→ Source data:
________

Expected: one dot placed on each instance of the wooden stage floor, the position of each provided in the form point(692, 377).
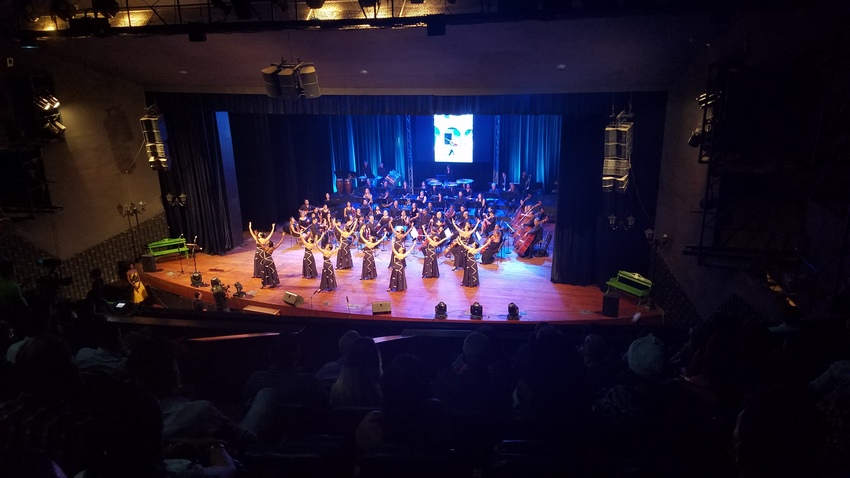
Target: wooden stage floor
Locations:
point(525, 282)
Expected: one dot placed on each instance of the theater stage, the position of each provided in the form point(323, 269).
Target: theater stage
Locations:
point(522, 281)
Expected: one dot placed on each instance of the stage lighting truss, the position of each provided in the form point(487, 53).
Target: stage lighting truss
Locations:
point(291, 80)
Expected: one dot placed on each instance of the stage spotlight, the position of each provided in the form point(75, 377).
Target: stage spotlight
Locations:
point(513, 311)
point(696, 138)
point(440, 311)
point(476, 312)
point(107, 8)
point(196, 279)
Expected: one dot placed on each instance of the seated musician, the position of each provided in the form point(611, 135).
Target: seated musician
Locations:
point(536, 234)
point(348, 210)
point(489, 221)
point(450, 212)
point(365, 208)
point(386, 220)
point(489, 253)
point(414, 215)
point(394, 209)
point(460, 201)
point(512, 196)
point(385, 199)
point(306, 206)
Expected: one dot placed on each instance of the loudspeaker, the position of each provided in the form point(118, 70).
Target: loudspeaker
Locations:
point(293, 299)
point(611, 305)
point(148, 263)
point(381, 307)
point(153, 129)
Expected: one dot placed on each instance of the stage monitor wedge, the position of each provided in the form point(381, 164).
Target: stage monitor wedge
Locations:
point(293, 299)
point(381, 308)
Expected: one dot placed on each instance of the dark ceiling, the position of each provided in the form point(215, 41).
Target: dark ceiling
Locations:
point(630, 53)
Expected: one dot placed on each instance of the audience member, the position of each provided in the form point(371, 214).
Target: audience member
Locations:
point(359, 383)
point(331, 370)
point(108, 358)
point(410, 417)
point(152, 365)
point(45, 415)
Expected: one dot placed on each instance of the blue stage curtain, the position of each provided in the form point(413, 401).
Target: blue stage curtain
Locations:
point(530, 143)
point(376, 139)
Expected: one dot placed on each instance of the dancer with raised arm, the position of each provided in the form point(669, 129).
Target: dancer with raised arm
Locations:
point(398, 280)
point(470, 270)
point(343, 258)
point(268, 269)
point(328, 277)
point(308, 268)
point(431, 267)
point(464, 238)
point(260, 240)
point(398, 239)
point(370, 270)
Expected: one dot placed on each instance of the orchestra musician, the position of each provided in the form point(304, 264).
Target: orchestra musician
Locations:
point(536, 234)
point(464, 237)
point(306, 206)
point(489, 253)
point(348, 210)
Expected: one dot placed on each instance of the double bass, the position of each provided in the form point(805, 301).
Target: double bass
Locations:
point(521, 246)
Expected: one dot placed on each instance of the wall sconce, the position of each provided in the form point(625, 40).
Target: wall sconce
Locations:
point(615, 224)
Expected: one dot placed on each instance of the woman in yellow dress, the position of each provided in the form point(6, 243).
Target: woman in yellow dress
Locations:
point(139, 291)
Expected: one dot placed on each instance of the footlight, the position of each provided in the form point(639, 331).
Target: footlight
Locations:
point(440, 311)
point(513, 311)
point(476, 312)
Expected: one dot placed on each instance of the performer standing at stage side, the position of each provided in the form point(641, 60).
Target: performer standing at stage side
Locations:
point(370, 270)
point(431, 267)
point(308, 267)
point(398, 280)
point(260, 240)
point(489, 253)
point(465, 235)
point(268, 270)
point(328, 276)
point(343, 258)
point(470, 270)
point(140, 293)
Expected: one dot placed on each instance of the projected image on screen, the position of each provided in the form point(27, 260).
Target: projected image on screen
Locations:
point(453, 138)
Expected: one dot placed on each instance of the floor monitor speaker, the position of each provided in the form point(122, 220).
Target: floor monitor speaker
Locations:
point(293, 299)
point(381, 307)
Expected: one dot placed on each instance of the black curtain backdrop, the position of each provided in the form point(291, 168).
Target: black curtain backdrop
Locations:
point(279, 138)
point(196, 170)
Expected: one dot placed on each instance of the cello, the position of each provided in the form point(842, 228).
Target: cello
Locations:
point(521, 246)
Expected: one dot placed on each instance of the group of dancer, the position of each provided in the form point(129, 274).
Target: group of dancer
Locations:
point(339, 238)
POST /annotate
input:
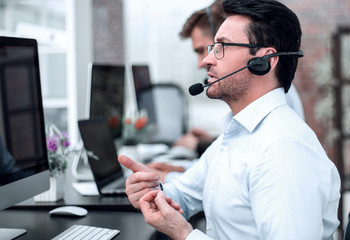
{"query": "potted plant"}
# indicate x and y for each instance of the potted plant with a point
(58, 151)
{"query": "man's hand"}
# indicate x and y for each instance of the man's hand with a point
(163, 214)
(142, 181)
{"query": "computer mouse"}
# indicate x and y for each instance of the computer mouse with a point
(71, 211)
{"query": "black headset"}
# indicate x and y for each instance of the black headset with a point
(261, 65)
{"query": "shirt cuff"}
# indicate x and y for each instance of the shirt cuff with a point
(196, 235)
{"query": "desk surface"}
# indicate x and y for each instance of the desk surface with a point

________

Check each line of the records above, and copy those that hold the word "group".

Expected: one dot placed on each instance of the group of dancer, the position of each provided in the form point(129, 274).
Target: group of dancer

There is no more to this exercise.